● STATED GOAL
Find "The service SHOULD locate every instance of the inscription" in the data, then restate the line it sits in and every later line word for word, ending with the last line.

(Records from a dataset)
▼

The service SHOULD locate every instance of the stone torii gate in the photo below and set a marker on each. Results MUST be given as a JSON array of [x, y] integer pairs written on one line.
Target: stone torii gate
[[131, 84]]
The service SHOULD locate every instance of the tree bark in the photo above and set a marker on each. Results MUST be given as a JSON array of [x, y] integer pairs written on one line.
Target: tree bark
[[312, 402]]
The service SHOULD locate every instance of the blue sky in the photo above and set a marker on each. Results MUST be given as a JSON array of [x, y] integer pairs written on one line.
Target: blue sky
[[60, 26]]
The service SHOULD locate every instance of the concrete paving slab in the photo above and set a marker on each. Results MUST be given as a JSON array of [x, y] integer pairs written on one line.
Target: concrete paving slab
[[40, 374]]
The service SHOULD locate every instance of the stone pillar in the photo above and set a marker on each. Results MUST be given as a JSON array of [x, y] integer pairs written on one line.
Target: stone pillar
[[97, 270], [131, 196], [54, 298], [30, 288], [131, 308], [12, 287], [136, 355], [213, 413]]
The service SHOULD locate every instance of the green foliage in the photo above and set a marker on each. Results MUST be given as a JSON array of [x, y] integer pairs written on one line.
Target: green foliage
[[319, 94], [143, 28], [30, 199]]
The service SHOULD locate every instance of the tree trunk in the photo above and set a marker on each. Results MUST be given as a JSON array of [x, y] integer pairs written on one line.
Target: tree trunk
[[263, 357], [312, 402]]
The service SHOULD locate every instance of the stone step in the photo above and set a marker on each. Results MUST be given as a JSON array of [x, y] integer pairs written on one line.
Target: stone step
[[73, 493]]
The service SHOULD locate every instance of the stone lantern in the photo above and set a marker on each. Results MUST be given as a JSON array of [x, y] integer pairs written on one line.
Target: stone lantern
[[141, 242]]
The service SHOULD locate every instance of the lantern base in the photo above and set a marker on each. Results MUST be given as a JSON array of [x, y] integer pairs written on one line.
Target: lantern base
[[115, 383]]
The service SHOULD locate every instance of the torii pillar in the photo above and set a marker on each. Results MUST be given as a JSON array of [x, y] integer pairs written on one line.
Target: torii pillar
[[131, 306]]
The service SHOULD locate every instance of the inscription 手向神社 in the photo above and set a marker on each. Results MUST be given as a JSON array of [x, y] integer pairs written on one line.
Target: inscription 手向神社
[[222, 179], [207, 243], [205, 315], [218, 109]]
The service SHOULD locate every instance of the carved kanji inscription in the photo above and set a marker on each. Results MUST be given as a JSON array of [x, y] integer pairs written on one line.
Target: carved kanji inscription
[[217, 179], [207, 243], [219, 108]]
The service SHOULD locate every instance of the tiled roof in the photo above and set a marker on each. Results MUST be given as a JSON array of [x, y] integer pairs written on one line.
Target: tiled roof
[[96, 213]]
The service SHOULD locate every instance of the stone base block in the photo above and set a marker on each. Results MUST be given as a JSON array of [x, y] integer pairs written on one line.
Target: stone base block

▲

● RESPONSE BELOW
The service SHOULD locate every instance of the inscription 手向神社 in the photo above and set a marker on each. Results MUST be given as a JSON array of [x, y] integer pairs written on one line.
Target: inscription 手向神社
[[222, 179], [207, 243], [205, 315], [218, 109]]
The service SHOULD locate every instance of the carved kanji inscription in the photo above and set a marker on each. Results MUST be given as a JSON array of [x, y] integer pairs written on one line.
Target: carved kanji inscription
[[217, 179], [207, 243], [219, 108]]
The service SHOULD locate every instance of the tiled roof in the photo above and set a marker on each. Results MUST be given as a JSON array of [x, y] integer pairs written on one line.
Target: tiled roof
[[96, 213]]
The service SHOULD locate every instance of the stone base block in the photo above and set a marker on each. Results MUST be given as a JSON array of [x, y] integer pairs written on one line.
Target: stone base block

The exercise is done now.